- **İstenen**:
Kaynaktaki "Ama vetoları, Anayasa" sözlerinden "budanarak Meclis’ten geçirildi." sözlerine kadar olan kısmı, "AK Parti" ifadesini "Adalet ve Kalkınma Partisi" ile değiştirerek yeniden yazın.

- **Kaynak**:
........
Nihayet de Sezer tarafından veto edildi.
.
O günlerde Başbakan Erdoğan ise Sezer’in vetosu için “Neler yaptıysak tutucuların direnmesine karşı yaptık. Merkezileşmeden gelen yapı nedense mahalli idarelere hep şüpheyle bakıyor” demiş, bu reformun PKK‘nın işine yaracağı eleştirilerine karşı “illegal örgütlerin işine yarar diye geri adım atamayız. Bugün yapmazsak yarın yapmak zorunda kalacağız” diyerek gerekirse referanduma gideceklerini söylemişti.
Ama vetoları, Anayasa Mahkemesi’nin iptal kararları izledi ve o günlerde henüz muktedir olamamış AK Parti iktidarı adem-i merkeziyetçi reformlardan geri adım atmak zorunda kaldı, kanunların bir kısmı ancak budanarak Meclis’ten geçirildi.
Sezer, reform yerine çıkarılan İl Özel İdareler Kanunu ve Belediye Kanunu’nu da benzer gerekçelerle veto etti.
Meclis’te aynen kabul edilen kanunları bir kere daha veto edemedi.
Ama bu kez de Belediye Kanunu’nun bazı maddelerini Anayasa Mahkemesi’ne taşıdı.
Onunla birlikte CHP de Belediye Kanunu’nun pek çok maddesi için Anayasa Mahkemesi’nde iptal davası açtı.
Sezer, kanunda belediyelere okul öncesi eğitim kurumu açma yetkisi veren maddedeki şu cümlenin iptalini istedi:
“Belediye, kanunlarla başka bir kamu kurum ve kuruluşuna verilmeyen mahallî müşterek nitelikteki diğer görev ve hizmetleri de yapar veya yaptırır.”
CHP ise grup başkanvekilleri Haluk KOÇ ve Oya ARASLI öncülüğünde 112 milletvekiliyle kanunda belediyelere okul öncesi eğitim kurumu açma yetkisi veren maddenin iptalini istedi.
........
- **Verilen veriler**:
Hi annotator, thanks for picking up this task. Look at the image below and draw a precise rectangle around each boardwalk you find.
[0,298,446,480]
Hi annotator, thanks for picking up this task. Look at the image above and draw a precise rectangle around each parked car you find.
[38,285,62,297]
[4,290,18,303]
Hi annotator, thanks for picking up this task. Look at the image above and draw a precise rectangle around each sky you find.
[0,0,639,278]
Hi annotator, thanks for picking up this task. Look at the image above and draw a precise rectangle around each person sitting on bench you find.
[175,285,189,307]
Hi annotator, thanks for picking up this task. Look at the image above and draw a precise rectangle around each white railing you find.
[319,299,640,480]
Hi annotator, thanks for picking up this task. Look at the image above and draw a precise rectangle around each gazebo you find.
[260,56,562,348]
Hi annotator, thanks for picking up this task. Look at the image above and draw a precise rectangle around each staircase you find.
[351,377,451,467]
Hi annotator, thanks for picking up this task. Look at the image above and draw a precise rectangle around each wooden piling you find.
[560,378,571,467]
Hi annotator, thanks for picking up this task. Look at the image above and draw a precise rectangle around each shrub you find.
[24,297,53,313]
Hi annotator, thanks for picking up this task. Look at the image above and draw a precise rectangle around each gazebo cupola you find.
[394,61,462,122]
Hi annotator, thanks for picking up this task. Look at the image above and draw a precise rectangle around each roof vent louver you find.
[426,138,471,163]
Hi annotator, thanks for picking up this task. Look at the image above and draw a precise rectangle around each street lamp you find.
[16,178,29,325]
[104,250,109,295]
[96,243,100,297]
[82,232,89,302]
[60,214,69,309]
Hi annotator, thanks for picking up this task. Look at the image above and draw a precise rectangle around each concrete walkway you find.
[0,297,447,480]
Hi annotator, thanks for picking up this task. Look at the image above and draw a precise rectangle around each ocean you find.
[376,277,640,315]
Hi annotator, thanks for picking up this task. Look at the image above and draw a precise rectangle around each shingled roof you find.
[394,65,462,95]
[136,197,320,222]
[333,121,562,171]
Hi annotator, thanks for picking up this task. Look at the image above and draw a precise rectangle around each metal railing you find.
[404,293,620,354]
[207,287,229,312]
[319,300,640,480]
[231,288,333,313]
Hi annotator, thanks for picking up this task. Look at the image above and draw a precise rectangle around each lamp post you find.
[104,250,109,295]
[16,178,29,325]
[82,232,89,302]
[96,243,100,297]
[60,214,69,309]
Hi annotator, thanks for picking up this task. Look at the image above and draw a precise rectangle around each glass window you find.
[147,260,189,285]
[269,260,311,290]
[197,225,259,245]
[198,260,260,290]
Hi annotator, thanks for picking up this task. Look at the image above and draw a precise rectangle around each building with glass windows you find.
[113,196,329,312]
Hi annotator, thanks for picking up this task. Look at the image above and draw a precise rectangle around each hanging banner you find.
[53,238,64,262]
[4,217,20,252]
........
- **Doğru çıktı**:
Ama vetoları, Anayasa Mahkemesi’nin iptal kararları izledi ve o günlerde henüz muktedir olamamış Adalet ve Kalkınma Partisi iktidarı adem-i merkeziyetçi reformlardan geri adım atmak zorunda kaldı, kanunların bir kısmı ancak budanarak Meclis’ten geçirildi.